_Quellenauszug:_
━━━━━━━━━━━━━━━━━━━━
# Spannungswandler 12V auf 3,8V bauen



## Joshua456 (21. April 2016)

Hallo Leute!

Um mein Smartphone nicht alle paar Tage ständig laden zu müssen habe ich mir folgendes überlegt:
a) Eine Autobatterie besorgen (12 oder 24 Volt)
b) die Spannung auf 3,8 Volt reduzieren
c) die Kabel im Smartphone (LG g3) an den richtigen Polen befestigen  (der Akku darin hat gleich 4).

Problem: Ich habe praktisch keine Ahnung von etwas "verfeinerter" Elektrotechnik  (Lichtschalter an 220VoltWechselstromleitungen kriege ich Hobby-mäßig natürlich schon hin); könnte mir von den Fachleuten hier jemand beistehen, wie ich vorgehen muß?

Vielen Dank im Voraus für jeden Rat!
Josh

P.s.: Das Phone nutze ich in aller Regel nur stationär, bei mir in der Wohnung. Hatte also nicht vor, den Autoakku mit mir rumzuschleppen.


----------



## PC Heini (22. April 2016)

Grüss Dich

Komplett falscher Ansatz. Leider.
Warum?
Autoakkus sind Starterbatterien und nicht Zyklenfest, und dieser auch mal wieder geladen werden muss. Wenn schon, dann nimm nen AGM Akku. Dann liefert dein Ladegerät sicher 5V Ladespannung. Guck mal nach. Da kommen wir der Sache schon näher und jegliche gefährliche Bastelei fällt weg. Zum ersten gibts da Auto-Ladeadapter mit verschiedenen Stecker zum passenden Handy. Zum zweiten sind Powerpacks zur Zeit in Mode. Die reichen etwa von 1-4 oder mehr Ladevorgänge. Luxuriös wirds, wenn du nen Solar-Powerpack nimmst.
Nichts gegen basteln, aber um nen Lipo Akku zu laden, brauchts Kenntnisse, sonst brennt Dir die Hütte ab.
Dies mal ein Rat von mir.

Gruss PC Heini


----------
━━━━━━━━━━━━━━━━━━━━
_Rohdaten:_
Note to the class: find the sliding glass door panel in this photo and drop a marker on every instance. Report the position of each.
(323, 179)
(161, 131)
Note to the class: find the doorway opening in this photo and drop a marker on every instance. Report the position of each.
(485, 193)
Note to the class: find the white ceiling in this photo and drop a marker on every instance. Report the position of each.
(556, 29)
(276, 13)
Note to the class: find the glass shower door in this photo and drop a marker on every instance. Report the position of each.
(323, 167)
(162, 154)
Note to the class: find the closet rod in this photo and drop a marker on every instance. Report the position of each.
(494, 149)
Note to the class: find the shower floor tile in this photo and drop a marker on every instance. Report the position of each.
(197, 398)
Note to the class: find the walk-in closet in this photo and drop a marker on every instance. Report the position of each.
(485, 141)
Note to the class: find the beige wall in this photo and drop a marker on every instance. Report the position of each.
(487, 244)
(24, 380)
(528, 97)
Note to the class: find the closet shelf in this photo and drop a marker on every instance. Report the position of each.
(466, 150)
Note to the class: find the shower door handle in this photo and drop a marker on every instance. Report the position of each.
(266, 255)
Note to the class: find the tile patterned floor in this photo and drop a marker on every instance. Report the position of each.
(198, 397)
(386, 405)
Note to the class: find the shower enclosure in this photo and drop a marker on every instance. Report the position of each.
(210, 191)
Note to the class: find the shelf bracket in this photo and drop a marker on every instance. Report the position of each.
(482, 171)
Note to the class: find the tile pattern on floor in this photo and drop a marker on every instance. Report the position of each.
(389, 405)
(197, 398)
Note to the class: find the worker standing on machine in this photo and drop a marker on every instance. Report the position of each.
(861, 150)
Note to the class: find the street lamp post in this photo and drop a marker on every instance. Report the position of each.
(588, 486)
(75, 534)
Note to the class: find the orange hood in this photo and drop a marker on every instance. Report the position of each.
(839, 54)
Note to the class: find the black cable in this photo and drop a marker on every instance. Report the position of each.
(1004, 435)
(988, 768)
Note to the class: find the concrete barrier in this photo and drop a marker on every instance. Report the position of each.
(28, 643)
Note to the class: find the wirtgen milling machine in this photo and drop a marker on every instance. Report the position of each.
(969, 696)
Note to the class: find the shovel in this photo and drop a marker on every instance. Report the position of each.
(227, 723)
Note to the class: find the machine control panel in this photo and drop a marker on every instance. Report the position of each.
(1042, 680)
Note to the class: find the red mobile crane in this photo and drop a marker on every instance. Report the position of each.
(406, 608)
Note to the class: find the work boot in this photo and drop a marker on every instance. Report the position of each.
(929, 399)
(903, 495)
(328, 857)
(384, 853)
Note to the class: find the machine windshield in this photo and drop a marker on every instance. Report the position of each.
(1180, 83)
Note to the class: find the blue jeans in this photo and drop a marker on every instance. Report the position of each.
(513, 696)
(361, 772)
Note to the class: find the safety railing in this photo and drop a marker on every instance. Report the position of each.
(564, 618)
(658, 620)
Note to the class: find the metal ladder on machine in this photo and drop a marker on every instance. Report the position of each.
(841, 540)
━━━━━━━━━━━━━━━━━━━━
_Schriftliche Aufgaben:_
A - Schreibe den Teil des Quellenauszugs, der bei „Um mein Smartphone“ beginnt und bei „für jeden Rat!“ endet, noch einmal ab und ersetze darin „Smartphone“ durch „Mobiltelefon“.
B - Welche Art von Akku empfiehlt PC Heini im Quellenauszug anstelle einer Autobatterie?
C - Übersetze den Satz „Das Phone nutze ich in aller Regel nur stationär, bei mir in der Wohnung.“ aus dem Quellenauszug ins Englische.
Die Zeilen spielen hierfür keine Rolle.

_Lösungen:_
A -
Um mein Mobiltelefon nicht alle paar Tage ständig laden zu müssen habe ich mir folgendes überlegt:
a) Eine Autobatterie besorgen (12 oder 24 Volt)
b) die Spannung auf 3,8 Volt reduzieren
c) die Kabel im Mobiltelefon (LG g3) an den richtigen Polen befestigen  (der Akku darin hat gleich 4).

Problem: Ich habe praktisch keine Ahnung von etwas "verfeinerter" Elektrotechnik  (Lichtschalter an 220VoltWechselstromleitungen kriege ich Hobby-mäßig natürlich schon hin); könnte mir von den Fachleuten hier jemand beistehen, wie ich vorgehen muß?

Vielen Dank im Voraus für jeden Rat!

B - Einen AGM Akku.

C - As a rule, I only use the phone in one place, at home in my apartment.